● **TASK DIRECTIONS**
Copy the data below from the line containing "For every instance of the man, mark" through the line containing "x=405 y=304", substituting "woman" for "man" and leaving everything else as it is. Give only that part.

### PROVIDED RECORDS

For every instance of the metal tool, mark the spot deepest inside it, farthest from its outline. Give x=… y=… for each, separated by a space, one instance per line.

######
### PROVIDED RECORDS

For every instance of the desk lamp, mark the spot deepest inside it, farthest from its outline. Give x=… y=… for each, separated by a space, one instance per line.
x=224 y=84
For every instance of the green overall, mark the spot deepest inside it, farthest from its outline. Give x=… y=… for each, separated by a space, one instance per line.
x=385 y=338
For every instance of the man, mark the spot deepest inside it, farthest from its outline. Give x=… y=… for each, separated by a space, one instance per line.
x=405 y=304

######

● **RIGHT ANSWER**
For every instance of the woman, mark the spot deepest inside it, farthest from its outline. Give x=… y=… for each, separated by a space, one instance per line.
x=405 y=304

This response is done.